▶ PROMPT
Locate the line that contains "Can you spot any glass balcony", then copy it and all later lines of the data below exactly, through the last one.

>> Start DATA LISTING

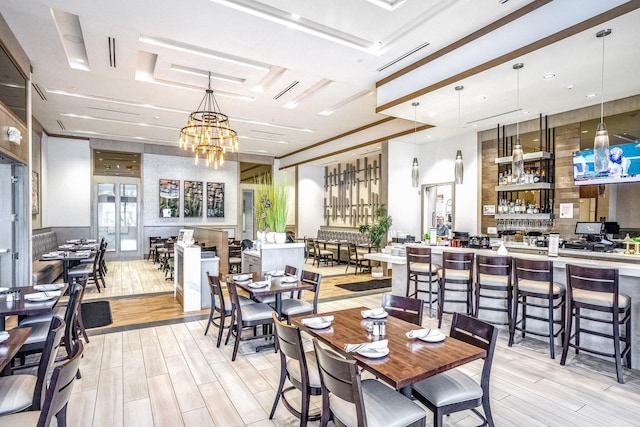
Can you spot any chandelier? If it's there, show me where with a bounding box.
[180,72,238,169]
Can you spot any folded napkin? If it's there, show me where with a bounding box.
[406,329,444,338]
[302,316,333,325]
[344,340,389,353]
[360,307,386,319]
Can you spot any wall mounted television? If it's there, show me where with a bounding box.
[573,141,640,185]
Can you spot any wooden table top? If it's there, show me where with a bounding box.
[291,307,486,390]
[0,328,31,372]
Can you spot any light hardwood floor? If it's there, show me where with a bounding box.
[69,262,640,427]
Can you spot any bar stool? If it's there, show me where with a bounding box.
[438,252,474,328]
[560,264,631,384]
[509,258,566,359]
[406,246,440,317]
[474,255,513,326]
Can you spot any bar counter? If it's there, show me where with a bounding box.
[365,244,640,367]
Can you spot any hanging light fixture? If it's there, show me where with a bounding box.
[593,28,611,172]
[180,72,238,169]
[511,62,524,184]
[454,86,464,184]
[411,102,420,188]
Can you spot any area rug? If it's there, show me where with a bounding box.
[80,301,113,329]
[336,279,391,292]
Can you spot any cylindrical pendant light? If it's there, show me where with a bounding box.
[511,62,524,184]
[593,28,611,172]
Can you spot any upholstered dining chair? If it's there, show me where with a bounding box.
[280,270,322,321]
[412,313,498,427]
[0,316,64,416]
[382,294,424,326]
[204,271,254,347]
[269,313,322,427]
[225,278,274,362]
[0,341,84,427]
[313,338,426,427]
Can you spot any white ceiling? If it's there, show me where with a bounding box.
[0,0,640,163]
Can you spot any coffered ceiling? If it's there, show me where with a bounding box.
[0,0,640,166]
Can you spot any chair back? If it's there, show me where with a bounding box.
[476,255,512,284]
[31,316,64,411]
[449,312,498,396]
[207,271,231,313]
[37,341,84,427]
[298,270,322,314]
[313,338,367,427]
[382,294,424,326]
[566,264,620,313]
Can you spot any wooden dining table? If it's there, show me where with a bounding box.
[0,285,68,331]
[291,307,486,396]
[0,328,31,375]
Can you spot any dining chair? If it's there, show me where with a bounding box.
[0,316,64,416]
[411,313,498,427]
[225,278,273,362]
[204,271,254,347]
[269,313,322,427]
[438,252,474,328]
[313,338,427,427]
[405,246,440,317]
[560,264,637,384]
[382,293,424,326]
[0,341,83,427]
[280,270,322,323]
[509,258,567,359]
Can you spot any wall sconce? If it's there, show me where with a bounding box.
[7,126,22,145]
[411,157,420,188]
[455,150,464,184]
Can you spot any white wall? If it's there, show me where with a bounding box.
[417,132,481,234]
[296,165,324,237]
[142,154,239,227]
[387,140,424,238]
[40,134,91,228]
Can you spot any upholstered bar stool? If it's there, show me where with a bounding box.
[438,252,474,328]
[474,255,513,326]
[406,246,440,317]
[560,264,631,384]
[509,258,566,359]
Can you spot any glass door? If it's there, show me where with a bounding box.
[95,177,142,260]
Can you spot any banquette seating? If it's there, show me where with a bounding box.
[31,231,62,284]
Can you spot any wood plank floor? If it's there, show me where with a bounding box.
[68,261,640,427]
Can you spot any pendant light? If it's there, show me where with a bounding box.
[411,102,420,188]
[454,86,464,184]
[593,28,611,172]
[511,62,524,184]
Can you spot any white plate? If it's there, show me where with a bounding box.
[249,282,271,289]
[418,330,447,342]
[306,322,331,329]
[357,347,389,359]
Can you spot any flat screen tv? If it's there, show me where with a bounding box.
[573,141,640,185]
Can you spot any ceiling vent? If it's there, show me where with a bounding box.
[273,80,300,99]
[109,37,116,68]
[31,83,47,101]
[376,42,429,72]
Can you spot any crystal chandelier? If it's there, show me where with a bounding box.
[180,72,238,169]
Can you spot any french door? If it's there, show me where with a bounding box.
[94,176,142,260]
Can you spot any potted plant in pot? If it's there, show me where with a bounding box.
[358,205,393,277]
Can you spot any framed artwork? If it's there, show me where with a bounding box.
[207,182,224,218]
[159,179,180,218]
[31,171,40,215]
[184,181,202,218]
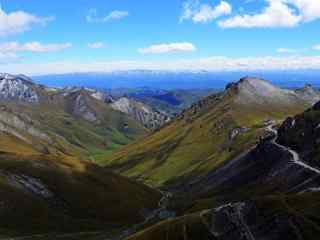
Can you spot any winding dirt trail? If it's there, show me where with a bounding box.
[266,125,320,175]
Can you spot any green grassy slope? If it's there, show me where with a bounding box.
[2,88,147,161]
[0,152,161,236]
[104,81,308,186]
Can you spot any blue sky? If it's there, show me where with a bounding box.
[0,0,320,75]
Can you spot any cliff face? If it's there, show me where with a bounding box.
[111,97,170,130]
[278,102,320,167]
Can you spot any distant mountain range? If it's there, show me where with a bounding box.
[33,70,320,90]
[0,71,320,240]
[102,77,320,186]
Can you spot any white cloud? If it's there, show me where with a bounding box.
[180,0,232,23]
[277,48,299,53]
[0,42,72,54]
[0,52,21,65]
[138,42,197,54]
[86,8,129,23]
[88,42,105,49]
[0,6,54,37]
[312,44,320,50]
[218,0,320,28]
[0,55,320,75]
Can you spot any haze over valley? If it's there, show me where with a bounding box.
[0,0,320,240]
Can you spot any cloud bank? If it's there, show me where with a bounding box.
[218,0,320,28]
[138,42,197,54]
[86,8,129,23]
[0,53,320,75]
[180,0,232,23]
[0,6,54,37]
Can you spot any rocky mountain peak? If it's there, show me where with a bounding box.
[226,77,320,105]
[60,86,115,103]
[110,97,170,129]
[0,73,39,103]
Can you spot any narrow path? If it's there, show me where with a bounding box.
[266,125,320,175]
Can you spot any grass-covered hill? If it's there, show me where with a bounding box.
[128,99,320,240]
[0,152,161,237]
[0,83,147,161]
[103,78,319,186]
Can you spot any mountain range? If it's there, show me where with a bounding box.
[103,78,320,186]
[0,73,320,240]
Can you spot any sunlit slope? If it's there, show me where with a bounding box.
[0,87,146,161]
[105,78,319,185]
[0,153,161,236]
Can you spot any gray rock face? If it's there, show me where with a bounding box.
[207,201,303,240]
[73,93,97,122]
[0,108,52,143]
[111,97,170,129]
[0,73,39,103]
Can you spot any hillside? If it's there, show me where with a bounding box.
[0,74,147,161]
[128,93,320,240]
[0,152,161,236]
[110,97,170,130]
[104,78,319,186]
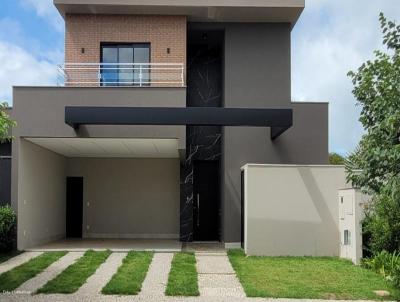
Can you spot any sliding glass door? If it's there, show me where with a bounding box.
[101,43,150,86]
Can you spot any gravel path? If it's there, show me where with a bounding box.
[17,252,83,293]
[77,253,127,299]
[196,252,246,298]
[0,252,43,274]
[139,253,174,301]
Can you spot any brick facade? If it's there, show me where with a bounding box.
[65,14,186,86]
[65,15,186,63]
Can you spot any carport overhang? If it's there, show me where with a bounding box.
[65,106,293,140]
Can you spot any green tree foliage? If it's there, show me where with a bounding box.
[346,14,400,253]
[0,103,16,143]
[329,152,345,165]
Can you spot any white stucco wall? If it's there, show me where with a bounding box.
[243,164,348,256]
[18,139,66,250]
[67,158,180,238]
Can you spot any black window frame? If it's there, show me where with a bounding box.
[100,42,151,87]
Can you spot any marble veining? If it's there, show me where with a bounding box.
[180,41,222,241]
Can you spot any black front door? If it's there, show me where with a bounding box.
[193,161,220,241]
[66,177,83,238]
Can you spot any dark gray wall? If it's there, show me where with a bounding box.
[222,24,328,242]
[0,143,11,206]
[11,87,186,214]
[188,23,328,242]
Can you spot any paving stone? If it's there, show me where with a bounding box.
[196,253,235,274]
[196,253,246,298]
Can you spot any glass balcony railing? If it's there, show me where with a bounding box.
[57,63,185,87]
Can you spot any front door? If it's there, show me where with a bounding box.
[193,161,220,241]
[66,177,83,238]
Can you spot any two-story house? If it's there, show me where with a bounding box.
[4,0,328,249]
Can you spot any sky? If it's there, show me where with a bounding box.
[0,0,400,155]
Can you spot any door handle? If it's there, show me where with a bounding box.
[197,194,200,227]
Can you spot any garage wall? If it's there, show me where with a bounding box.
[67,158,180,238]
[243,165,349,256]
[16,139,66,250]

>> End DATA LISTING

▶ TASK ANSWER
Can you spot any glass balcony railing? If it's there, show me where with a bounding box.
[57,63,185,87]
Can you spot any front door? If it's there, show me where with a bounding box.
[193,161,220,241]
[66,177,83,238]
Can you spot any two-story house? If it's there, show me where with a bounding box.
[4,0,328,249]
Can you spot any sky? If it's there, show me where with a bounding box.
[0,0,400,155]
Can you spot any door handle? If it's there, show me where with a bounding box.
[197,194,200,227]
Can you spot any garage wall? If it's there, show me where with a bounding box.
[67,158,180,238]
[243,165,349,256]
[16,139,66,250]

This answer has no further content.